Dataset excerpts on object pointing:
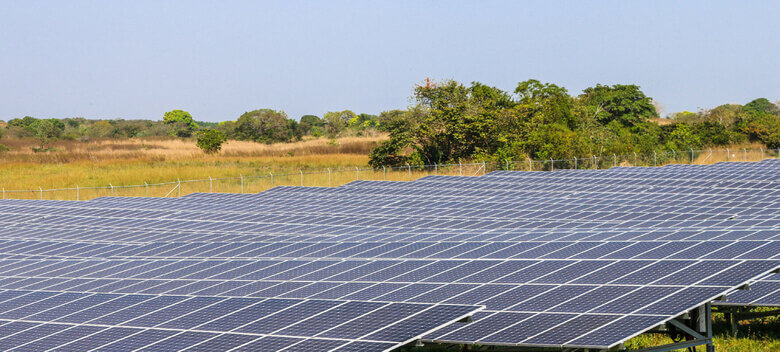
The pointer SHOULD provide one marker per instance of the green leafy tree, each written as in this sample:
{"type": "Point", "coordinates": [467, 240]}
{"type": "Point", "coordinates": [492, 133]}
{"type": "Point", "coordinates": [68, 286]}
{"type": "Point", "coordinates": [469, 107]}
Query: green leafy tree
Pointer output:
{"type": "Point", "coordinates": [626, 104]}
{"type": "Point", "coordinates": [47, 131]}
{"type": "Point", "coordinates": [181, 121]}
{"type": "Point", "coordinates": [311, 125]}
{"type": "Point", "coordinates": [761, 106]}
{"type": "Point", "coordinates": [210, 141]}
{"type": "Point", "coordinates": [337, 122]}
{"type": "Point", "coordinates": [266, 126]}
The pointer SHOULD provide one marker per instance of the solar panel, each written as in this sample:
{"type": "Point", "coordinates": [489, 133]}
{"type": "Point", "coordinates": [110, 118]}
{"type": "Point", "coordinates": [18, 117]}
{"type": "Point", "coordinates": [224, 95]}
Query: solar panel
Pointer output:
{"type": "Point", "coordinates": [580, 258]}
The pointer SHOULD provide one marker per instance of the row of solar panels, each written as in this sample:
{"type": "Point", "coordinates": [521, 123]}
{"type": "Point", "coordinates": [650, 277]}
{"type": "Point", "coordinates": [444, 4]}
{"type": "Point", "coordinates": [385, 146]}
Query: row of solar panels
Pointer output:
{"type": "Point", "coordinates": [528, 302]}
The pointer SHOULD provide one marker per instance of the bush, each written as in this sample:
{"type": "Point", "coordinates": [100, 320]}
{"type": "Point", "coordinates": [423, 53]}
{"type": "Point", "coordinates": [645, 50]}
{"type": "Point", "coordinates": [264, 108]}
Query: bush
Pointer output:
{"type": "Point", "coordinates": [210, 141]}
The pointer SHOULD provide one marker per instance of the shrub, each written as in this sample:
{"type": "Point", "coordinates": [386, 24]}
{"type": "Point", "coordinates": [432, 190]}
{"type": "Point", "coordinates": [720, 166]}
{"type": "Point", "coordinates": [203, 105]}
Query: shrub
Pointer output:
==
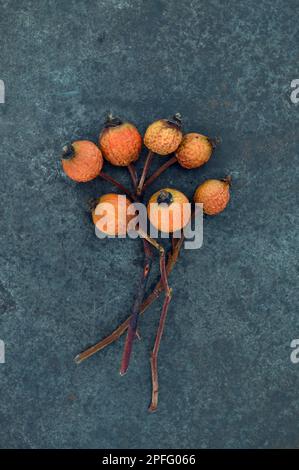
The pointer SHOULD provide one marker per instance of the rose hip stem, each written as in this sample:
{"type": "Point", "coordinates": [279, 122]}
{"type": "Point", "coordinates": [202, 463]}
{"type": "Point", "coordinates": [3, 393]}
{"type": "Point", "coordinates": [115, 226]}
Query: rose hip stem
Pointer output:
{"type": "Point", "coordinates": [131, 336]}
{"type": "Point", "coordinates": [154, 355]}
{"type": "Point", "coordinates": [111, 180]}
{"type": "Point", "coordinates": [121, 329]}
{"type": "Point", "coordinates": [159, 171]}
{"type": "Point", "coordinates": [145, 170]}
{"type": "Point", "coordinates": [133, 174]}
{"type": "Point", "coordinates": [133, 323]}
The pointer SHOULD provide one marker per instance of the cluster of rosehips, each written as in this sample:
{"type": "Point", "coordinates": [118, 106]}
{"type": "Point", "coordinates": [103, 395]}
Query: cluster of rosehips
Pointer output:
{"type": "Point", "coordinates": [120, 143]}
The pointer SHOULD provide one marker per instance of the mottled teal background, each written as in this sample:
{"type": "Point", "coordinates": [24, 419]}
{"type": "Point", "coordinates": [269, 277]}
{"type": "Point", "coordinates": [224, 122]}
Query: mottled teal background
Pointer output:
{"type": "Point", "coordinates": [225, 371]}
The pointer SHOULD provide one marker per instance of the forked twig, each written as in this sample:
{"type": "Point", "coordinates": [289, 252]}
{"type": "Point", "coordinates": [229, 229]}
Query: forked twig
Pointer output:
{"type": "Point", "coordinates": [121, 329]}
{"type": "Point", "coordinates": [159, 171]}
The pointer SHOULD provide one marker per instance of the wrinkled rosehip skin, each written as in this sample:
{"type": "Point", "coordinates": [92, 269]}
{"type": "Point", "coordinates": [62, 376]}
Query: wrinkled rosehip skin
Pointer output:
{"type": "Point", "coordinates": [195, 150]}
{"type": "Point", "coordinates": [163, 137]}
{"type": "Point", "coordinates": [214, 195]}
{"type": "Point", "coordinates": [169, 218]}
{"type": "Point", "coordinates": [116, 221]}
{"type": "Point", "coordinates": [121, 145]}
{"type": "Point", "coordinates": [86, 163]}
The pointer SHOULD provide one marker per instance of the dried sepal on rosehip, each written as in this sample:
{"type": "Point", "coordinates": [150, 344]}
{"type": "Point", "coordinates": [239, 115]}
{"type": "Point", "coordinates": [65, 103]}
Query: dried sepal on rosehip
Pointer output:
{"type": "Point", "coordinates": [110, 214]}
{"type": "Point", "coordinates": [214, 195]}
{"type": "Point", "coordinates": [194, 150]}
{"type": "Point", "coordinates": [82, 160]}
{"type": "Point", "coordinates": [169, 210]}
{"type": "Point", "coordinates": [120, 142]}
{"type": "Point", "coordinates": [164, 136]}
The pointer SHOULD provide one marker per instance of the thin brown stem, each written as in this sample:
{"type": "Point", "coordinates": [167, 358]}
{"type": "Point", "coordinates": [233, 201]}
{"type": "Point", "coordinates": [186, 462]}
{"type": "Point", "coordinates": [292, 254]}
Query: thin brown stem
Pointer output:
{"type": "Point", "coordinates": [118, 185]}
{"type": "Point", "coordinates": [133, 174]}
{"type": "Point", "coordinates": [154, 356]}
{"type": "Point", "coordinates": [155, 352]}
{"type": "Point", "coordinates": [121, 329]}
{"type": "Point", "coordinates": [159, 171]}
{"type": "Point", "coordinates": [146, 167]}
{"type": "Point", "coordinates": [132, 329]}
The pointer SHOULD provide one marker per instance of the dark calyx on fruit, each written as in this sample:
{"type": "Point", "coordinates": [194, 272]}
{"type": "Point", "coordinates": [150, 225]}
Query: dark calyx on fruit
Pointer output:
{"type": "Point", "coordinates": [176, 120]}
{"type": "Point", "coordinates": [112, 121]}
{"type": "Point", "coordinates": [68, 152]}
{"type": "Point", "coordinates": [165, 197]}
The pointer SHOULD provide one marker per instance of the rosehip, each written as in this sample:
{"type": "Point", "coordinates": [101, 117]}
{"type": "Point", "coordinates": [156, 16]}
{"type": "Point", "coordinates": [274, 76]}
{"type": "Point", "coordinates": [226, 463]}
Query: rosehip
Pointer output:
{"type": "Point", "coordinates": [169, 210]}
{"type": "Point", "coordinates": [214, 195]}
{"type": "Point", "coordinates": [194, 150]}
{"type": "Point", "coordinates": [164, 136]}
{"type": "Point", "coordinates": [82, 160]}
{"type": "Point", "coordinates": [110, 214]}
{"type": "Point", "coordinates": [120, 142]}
--
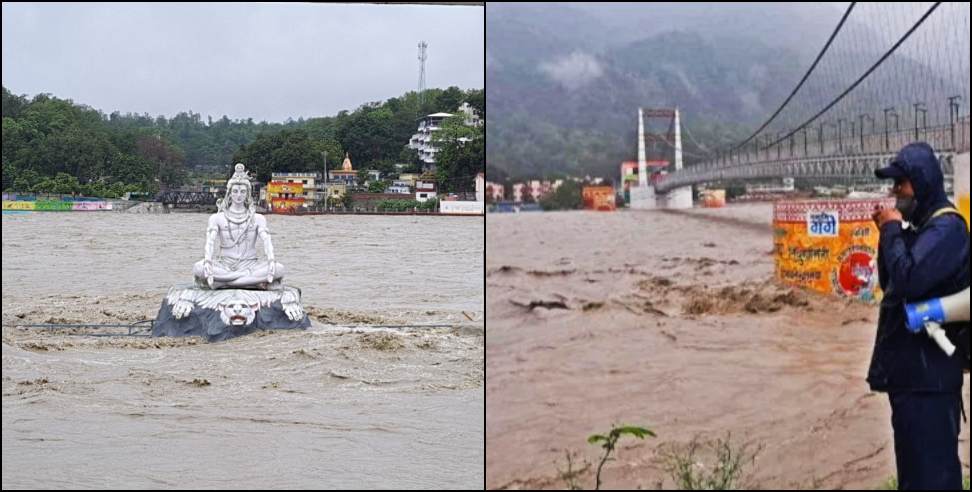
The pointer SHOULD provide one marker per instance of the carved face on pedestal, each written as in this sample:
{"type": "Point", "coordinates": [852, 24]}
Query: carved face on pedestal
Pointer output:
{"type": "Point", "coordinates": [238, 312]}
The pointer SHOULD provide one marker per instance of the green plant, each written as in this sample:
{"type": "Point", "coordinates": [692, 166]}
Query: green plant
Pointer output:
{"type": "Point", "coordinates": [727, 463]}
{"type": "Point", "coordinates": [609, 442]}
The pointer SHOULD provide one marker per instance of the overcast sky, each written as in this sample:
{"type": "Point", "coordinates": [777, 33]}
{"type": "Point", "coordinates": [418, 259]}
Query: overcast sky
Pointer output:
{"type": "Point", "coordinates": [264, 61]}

▸ **Given task**
Count the lines of the material above that contain the string "twig", matching case exactly, and give only the number.

▸ **Written solution**
2